-- START Material --

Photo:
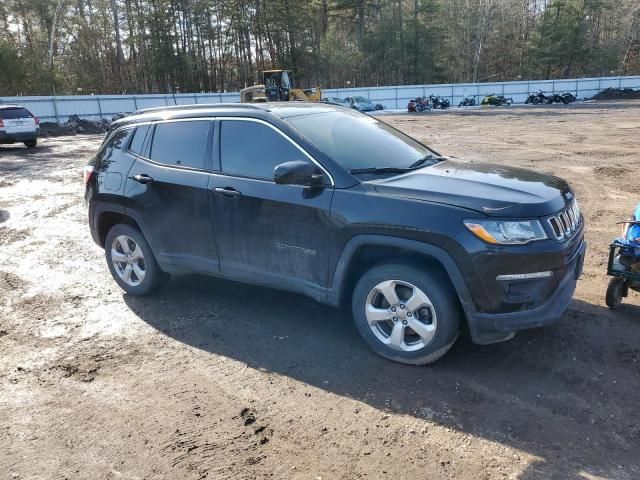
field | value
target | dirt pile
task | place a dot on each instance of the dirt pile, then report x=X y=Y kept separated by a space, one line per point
x=617 y=94
x=73 y=126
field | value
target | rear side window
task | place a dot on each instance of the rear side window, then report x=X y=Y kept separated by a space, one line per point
x=139 y=136
x=252 y=149
x=111 y=146
x=13 y=113
x=180 y=143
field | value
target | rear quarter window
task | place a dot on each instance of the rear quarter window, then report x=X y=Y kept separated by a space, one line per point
x=180 y=143
x=113 y=144
x=138 y=140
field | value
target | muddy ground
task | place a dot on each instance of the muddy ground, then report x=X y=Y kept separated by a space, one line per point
x=212 y=379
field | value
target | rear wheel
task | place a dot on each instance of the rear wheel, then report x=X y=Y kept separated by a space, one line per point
x=131 y=261
x=406 y=314
x=615 y=292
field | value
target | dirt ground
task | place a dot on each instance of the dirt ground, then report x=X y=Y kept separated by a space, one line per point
x=213 y=379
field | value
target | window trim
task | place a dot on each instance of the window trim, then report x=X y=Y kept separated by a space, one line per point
x=216 y=136
x=273 y=127
x=208 y=167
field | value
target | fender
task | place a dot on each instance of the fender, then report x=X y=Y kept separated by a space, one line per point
x=426 y=249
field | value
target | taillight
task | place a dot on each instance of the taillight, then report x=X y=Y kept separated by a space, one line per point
x=87 y=173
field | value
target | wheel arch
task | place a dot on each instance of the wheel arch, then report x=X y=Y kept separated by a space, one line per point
x=364 y=251
x=105 y=218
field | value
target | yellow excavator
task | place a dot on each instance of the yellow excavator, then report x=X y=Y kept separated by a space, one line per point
x=278 y=86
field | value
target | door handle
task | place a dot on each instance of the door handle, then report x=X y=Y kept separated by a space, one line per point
x=228 y=192
x=142 y=178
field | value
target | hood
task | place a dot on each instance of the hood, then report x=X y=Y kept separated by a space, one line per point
x=494 y=190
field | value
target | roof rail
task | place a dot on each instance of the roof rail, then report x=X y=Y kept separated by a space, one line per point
x=195 y=106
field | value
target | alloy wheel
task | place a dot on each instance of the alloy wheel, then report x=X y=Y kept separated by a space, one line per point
x=401 y=315
x=128 y=260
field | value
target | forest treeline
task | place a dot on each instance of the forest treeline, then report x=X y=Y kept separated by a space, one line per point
x=160 y=46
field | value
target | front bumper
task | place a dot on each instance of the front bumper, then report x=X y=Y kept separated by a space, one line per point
x=488 y=328
x=18 y=136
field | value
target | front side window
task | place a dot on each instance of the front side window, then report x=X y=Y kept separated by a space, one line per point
x=252 y=149
x=180 y=143
x=356 y=141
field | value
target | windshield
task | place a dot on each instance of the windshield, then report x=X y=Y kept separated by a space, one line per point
x=356 y=141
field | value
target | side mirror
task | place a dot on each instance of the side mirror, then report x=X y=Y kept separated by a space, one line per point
x=298 y=172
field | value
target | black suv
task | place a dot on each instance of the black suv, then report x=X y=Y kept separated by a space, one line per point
x=339 y=206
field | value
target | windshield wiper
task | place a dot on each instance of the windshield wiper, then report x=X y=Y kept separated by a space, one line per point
x=381 y=170
x=431 y=158
x=423 y=162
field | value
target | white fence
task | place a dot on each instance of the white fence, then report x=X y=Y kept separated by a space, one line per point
x=58 y=109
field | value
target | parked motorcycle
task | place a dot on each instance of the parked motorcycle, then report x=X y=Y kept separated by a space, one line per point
x=496 y=100
x=537 y=98
x=419 y=104
x=467 y=102
x=439 y=102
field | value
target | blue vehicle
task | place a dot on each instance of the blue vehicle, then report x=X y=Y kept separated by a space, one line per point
x=624 y=262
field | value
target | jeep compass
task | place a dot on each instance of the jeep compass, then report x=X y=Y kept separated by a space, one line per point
x=339 y=206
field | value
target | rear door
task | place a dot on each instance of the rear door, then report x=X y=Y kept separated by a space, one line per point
x=18 y=120
x=265 y=230
x=167 y=192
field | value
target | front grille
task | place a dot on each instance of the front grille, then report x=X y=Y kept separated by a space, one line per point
x=566 y=222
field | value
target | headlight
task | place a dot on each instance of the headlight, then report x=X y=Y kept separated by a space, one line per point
x=507 y=232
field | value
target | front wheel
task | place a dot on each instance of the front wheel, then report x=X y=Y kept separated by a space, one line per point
x=131 y=261
x=406 y=314
x=615 y=292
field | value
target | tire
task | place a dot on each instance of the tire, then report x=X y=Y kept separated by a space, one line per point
x=144 y=274
x=439 y=322
x=615 y=292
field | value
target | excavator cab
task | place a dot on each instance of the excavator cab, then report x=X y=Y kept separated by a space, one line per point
x=278 y=84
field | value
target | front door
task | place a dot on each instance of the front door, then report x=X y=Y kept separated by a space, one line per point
x=265 y=230
x=167 y=189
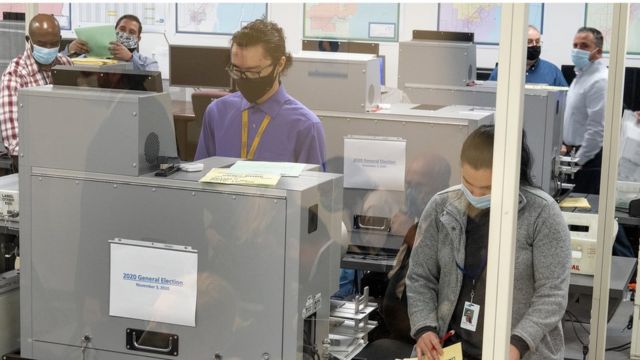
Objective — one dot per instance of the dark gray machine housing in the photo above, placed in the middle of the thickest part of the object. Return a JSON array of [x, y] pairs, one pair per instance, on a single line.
[[439, 131], [436, 62], [542, 122], [267, 257]]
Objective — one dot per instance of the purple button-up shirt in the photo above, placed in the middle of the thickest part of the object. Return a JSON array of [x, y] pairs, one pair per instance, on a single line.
[[295, 134]]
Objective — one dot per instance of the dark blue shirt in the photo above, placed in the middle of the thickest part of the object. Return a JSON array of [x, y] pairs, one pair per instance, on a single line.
[[541, 72]]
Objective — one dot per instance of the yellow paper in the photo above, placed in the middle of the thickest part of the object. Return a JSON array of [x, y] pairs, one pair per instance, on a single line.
[[93, 61], [453, 352], [575, 202], [224, 176]]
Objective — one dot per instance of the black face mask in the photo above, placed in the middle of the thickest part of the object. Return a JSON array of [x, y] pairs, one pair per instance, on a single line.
[[533, 52], [254, 89]]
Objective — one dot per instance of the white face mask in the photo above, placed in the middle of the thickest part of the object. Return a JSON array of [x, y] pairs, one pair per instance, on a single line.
[[478, 202], [580, 58]]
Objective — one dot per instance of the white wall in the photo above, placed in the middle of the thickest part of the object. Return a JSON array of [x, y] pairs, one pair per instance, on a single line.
[[561, 20]]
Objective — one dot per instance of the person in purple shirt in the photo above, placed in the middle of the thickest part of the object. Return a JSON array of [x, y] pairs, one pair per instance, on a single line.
[[261, 121]]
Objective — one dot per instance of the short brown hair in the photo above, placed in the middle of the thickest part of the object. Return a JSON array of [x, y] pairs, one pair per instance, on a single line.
[[265, 33]]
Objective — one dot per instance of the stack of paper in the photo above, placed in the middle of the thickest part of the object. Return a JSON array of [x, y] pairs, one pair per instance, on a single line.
[[225, 176]]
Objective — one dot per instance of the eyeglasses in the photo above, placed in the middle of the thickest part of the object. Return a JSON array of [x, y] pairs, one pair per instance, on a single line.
[[534, 42], [239, 74]]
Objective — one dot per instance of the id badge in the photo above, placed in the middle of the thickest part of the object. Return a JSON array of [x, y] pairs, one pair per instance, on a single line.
[[470, 315]]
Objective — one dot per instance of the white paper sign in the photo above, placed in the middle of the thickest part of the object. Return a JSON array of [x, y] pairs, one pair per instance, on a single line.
[[382, 30], [152, 283], [376, 163]]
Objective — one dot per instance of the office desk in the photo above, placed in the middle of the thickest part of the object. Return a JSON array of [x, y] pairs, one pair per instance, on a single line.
[[183, 116], [622, 216]]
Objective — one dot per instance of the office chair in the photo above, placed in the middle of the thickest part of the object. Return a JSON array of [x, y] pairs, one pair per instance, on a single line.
[[200, 100]]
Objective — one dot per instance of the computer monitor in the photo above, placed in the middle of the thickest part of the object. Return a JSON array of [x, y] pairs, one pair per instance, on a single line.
[[199, 66], [581, 290], [107, 77], [333, 45]]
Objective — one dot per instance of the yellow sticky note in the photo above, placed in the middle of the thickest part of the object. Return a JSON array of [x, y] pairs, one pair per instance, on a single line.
[[453, 352], [575, 202], [224, 176]]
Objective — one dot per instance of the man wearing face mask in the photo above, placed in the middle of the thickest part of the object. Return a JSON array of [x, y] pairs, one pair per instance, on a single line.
[[32, 68], [426, 175], [584, 114], [539, 71], [126, 48], [446, 279], [261, 121]]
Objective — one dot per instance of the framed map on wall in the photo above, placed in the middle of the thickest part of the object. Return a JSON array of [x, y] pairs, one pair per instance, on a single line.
[[217, 18], [351, 21], [482, 19]]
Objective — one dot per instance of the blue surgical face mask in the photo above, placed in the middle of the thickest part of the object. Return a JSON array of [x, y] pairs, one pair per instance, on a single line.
[[44, 56], [129, 41], [478, 202], [580, 58]]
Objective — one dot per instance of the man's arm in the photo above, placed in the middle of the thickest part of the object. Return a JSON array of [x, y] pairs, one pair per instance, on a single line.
[[141, 62], [424, 274], [595, 97], [207, 142], [310, 148], [9, 86]]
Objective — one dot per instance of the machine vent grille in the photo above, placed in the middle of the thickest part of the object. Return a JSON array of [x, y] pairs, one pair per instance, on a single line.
[[152, 148]]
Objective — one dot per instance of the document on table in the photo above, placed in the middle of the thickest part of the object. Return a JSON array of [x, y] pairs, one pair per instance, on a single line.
[[225, 176], [581, 203], [453, 352], [267, 167], [97, 38]]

-- END Material --

■ Exercise aim ■
Render the span that opens with the line containing "Objective — one dot per instance of the blue" and closes with the line containing "[[44, 56], [129, 41], [478, 202], [580, 58]]" as a two-column CSV with the headers text and answer. Give one row per entry, and put each value in a single quoted field with line breaks turned into spaces.

■ Exercise result ■
text,answer
"Objective — one dot per instance of the blue surgical face mask in the photo above, placed in the middle of the thickest part of the object. Return a JSON array of [x, y] pairs, one pair per instance, on a single line.","[[44, 56], [129, 41], [478, 202], [580, 58]]"